**Compiti da svolgere**.
a) Secondo il brano, quanti italiani hanno lasciato la madrepatria nel 2015?
b) Riduci a un elenco puntato il paragrafo del brano che inizia con «Tutto questo è chiaro», conservandone i fatti principali.

**Brano di testo**.
##############################

Edward Bernays, il nipote di Freud considerato uno dei cento uomini più influenti del secolo scorso, inventore del termine propaganda nell’attuale accezione e primo manipolatore “scientifico” dell’opinione pubblica, ammise una volta che almeno la metà delle notizie dei giornali sono, appunto, propaganda. In genere, non solo non lo capiamo, ma pochissimi riescono ad intuire i motivi della scelta delle notizie, del taglio con cui vengono fornite, il silenzio che cala su molti argomenti.
Tutto questo è chiaro a chi segue le rassegne stampa televisive ed i principali notiziari. In questi giorni si fa molto parlare di un dato aritmetico: ben 107.000 italiani hanno abbandonato la madrepatria nell’anno 2015. Una percentuale elevatissima è costituita da giovani, un altro nutrito gruppo statistico è quello dei pensionati. Le regioni da cui si emigra non sono, come si potrebbe immaginare, soprattutto quelle meridionali, anzi Lombardia, Piemonte, Emilia e Lazio sono in testa alle classifiche. Al di là di un moderato stupore iniziale, la prima reazione è riflettere sui motivi di un dato obiettivamente allarmante, per agire di conseguenza. Temiamo invece che sia più opportuno seguire le parole di Bernays, che di campagne di stampa si intendeva: venticinquenne, fu lui a suggerire al presidente americano Wilson le parole con cui giustificare l’entrata nella prima guerra mondiale, cui la popolazione era contraria “l’America non entra in guerra per ristabilire i vecchi imperi, ma per portare la democrazia in tutta l’Europa”.

##############################

(Voci di dati archiviate)

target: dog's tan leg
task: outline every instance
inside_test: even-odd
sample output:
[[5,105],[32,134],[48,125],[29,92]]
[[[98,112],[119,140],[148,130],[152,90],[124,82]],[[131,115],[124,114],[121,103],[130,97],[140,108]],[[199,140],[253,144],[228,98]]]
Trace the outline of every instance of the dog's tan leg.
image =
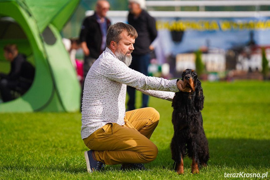
[[178,174],[184,174],[184,162],[183,161],[183,156],[181,157],[180,164],[177,165],[176,172]]
[[207,167],[207,164],[206,164],[206,163],[204,162],[202,162],[201,167]]
[[192,165],[191,167],[191,173],[192,174],[199,174],[199,167],[198,166],[198,162],[196,162],[194,155],[192,159]]

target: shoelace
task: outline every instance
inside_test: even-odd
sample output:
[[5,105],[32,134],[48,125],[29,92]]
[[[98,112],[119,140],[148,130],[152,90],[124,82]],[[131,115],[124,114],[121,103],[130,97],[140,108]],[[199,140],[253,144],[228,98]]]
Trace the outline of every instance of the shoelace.
[[101,169],[102,168],[104,168],[104,167],[105,167],[105,166],[106,166],[106,165],[103,164],[103,162],[99,162],[99,161],[98,161],[98,163],[97,164],[97,169],[99,170]]
[[136,164],[135,165],[139,166],[140,167],[144,167],[144,164]]

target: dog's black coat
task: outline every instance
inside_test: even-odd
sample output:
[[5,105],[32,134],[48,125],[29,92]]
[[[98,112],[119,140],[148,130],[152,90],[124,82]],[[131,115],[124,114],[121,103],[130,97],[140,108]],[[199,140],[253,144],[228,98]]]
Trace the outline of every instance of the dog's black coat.
[[[182,78],[184,83],[193,83],[194,88],[191,88],[190,93],[176,93],[172,100],[172,122],[174,133],[171,148],[176,170],[181,161],[182,162],[182,158],[187,155],[192,159],[192,164],[195,161],[199,167],[202,163],[206,166],[209,157],[208,142],[203,127],[201,112],[204,100],[201,82],[197,79],[197,74],[192,69],[184,71]],[[187,87],[192,87],[192,85],[187,85]]]

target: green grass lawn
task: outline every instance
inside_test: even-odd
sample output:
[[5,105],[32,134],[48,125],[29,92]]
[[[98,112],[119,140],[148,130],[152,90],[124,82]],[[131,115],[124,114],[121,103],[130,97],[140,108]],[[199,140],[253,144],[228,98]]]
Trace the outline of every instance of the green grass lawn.
[[88,173],[84,156],[88,149],[81,139],[79,113],[4,113],[0,114],[0,179],[220,179],[232,178],[224,177],[225,173],[243,172],[243,176],[267,172],[264,179],[270,179],[270,82],[202,84],[210,159],[199,174],[190,173],[191,161],[186,158],[184,175],[172,170],[171,103],[150,97],[149,106],[160,115],[150,139],[159,153],[145,165],[152,171],[122,172],[117,165]]

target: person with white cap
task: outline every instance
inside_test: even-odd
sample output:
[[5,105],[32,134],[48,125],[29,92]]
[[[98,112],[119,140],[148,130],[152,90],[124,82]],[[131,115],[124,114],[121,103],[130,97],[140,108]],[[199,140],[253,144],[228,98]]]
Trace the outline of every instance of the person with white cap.
[[[128,17],[128,23],[137,31],[138,36],[134,44],[132,61],[130,67],[145,75],[148,75],[148,66],[150,63],[150,46],[157,36],[155,20],[145,10],[145,0],[128,0],[130,9]],[[127,90],[129,96],[128,102],[128,111],[135,109],[135,90]],[[141,108],[148,106],[148,96],[143,94]]]

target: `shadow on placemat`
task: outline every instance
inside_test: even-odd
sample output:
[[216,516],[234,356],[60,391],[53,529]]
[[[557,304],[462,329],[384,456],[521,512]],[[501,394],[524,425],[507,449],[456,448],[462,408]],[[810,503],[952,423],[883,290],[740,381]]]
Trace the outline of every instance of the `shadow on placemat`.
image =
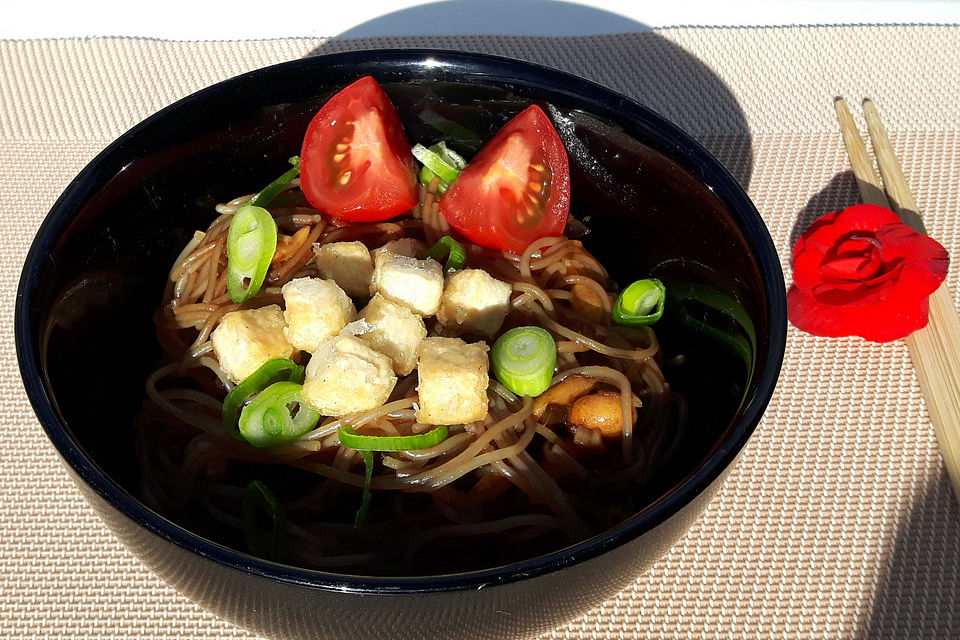
[[[461,3],[430,6],[443,4]],[[752,142],[740,104],[709,67],[656,33],[334,38],[310,55],[382,48],[437,48],[509,56],[588,78],[637,100],[684,129],[707,147],[745,189],[749,187]]]
[[[893,553],[873,602],[864,640],[956,638],[960,624],[960,535],[943,531],[960,519],[941,468],[897,531]],[[944,544],[944,541],[948,541]]]
[[838,173],[830,179],[827,186],[814,194],[807,204],[797,214],[797,219],[790,229],[790,246],[797,244],[803,232],[810,228],[813,221],[834,211],[859,204],[860,193],[857,191],[857,180],[852,171]]

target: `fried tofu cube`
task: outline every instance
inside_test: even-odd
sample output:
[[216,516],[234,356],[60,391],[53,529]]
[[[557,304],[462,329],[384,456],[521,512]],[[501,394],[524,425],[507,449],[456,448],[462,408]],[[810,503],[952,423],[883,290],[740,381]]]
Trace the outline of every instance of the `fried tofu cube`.
[[373,266],[376,268],[378,262],[383,262],[384,258],[393,254],[395,256],[407,256],[416,258],[427,250],[427,245],[416,238],[399,238],[391,240],[382,247],[373,250]]
[[279,305],[231,311],[210,334],[220,368],[234,382],[241,382],[274,358],[289,358],[293,345],[284,333],[287,323]]
[[464,424],[487,415],[487,345],[459,338],[425,338],[417,363],[417,421]]
[[387,300],[402,304],[423,317],[432,316],[440,308],[443,295],[443,269],[431,258],[417,260],[386,252],[378,255],[370,281],[370,295],[377,293]]
[[333,280],[297,278],[280,292],[286,307],[283,332],[297,349],[316,351],[324,338],[336,335],[357,315],[350,296]]
[[393,361],[397,375],[405,376],[417,366],[420,343],[427,337],[423,318],[407,307],[387,300],[379,293],[360,312],[372,328],[361,340]]
[[512,291],[481,269],[457,271],[447,277],[437,319],[453,333],[492,337],[507,317]]
[[339,417],[383,405],[396,383],[390,358],[342,334],[325,339],[310,357],[301,395],[307,406]]
[[325,280],[333,280],[347,295],[366,297],[373,277],[373,258],[360,241],[315,245],[317,267]]

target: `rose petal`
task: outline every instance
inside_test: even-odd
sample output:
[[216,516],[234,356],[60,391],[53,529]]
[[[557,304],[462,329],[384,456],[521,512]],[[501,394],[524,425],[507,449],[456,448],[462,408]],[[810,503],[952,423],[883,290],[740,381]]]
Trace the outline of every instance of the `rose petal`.
[[833,221],[835,237],[851,231],[876,231],[888,224],[900,223],[900,217],[890,209],[874,204],[857,204],[847,207]]
[[947,277],[950,257],[943,246],[905,224],[887,225],[876,232],[883,247],[884,262],[903,260],[900,276],[904,286],[887,294],[888,300],[928,296],[937,290]]
[[927,298],[919,298],[897,305],[875,307],[841,307],[841,322],[850,327],[852,335],[872,342],[890,342],[910,335],[927,326]]
[[799,287],[787,291],[787,317],[801,331],[815,336],[838,338],[852,335],[839,311],[843,307],[818,301]]
[[797,287],[787,292],[790,322],[807,333],[828,338],[860,336],[890,342],[927,326],[927,298],[891,309],[886,305],[845,307],[819,302]]

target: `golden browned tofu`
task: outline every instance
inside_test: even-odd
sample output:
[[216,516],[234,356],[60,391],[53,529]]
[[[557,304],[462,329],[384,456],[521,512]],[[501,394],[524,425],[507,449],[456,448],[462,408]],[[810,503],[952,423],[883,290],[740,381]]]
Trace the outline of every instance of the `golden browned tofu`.
[[454,333],[492,337],[507,317],[512,291],[513,287],[486,271],[457,271],[447,277],[437,319]]
[[339,417],[383,405],[396,383],[390,358],[359,338],[337,335],[310,357],[302,397],[323,415]]
[[464,424],[487,415],[488,347],[459,338],[425,338],[417,363],[423,424]]
[[226,314],[210,334],[220,368],[240,382],[268,360],[289,358],[293,346],[284,333],[286,327],[283,311],[275,304]]
[[370,295],[379,293],[423,317],[435,314],[443,295],[440,263],[430,258],[417,260],[392,253],[382,255],[373,270]]
[[405,376],[417,366],[420,343],[427,337],[423,318],[379,293],[360,312],[370,328],[360,339],[393,361],[397,375]]
[[359,240],[331,242],[313,248],[317,256],[317,268],[326,280],[333,280],[347,295],[366,297],[373,277],[373,258]]
[[324,338],[343,329],[357,315],[343,289],[333,280],[297,278],[283,285],[284,334],[297,349],[317,350]]

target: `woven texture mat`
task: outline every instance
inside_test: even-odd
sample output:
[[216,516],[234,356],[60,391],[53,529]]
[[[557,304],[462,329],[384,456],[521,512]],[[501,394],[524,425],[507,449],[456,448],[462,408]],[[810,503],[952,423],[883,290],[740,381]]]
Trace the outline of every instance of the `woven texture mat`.
[[[877,102],[930,233],[960,255],[960,28],[676,29],[586,38],[0,42],[0,635],[251,638],[153,576],[80,498],[13,346],[20,267],[70,179],[117,135],[218,80],[313,52],[438,46],[589,77],[648,104],[791,238],[857,200],[832,100]],[[957,288],[958,265],[948,284]],[[946,638],[960,509],[900,342],[790,329],[783,374],[719,497],[647,574],[551,638]],[[571,588],[575,588],[571,585]]]

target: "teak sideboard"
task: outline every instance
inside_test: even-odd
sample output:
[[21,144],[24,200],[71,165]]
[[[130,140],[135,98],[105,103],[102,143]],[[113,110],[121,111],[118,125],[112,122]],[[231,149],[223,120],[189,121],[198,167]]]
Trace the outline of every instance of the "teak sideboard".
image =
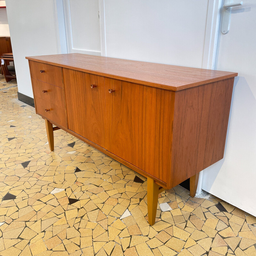
[[194,196],[199,172],[223,157],[237,73],[79,53],[26,58],[51,150],[60,128],[147,177],[150,225],[159,193],[190,178]]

##############################

**Risultati in ordine**.
a) 107.000 italiani.

b)
- Quanto detto è chiaro a chi segue le rassegne stampa televisive e i principali notiziari.
- Si parla molto di un dato: 107.000 italiani hanno lasciato la madrepatria nel 2015.
- Una percentuale elevatissima è di giovani; un altro gruppo numeroso è quello dei pensionati.
- Le regioni in testa alle classifiche non sono soprattutto quelle meridionali, ma Lombardia, Piemonte, Emilia e Lazio.
- Dopo un moderato stupore, la prima reazione è riflettere sui motivi di un dato allarmante per agire di conseguenza.
- Si teme invece che sia più opportuno seguire le parole di Bernays, esperto di campagne di stampa: a venticinque anni suggerì al presidente americano Wilson come giustificare l'entrata nella prima guerra mondiale, a cui la popolazione era contraria, con la frase "l'America non entra in guerra per ristabilire i vecchi imperi, ma per portare la democrazia in tutta l'Europa".